## WHAT IS NEEDED
List every line in the records below that contains the string "suit", copying each line in full. Case counts.

## RAW DATA

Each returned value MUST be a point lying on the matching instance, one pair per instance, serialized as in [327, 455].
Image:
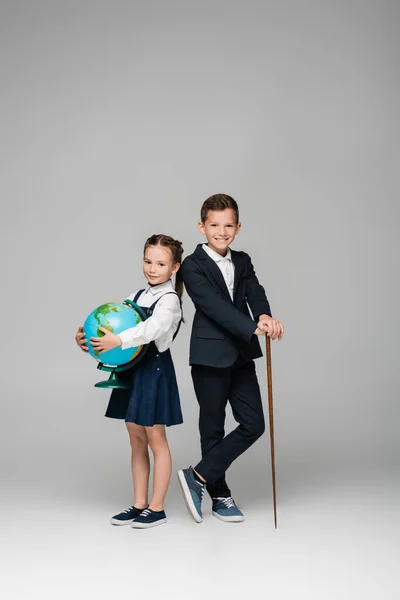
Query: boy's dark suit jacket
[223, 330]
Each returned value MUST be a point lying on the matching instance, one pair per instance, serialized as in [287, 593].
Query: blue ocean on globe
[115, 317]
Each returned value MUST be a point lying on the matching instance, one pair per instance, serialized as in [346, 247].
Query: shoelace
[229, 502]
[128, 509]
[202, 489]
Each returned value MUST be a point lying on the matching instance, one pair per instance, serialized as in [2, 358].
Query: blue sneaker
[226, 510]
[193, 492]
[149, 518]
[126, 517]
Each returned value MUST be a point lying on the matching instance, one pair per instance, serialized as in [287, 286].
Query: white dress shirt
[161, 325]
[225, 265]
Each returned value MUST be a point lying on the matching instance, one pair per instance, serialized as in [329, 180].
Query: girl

...

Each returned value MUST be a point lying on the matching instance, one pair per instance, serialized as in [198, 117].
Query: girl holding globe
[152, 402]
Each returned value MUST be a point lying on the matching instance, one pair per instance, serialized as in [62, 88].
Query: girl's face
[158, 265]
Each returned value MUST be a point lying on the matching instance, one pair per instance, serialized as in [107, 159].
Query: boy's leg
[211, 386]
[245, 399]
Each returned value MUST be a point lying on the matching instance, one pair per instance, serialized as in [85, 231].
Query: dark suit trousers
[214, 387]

==

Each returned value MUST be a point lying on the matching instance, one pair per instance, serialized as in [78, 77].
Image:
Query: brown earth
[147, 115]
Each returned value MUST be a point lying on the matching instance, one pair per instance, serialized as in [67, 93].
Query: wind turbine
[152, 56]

## WRITTEN RESPONSE
Query: boy's dark suit jacket
Query: dark suit trousers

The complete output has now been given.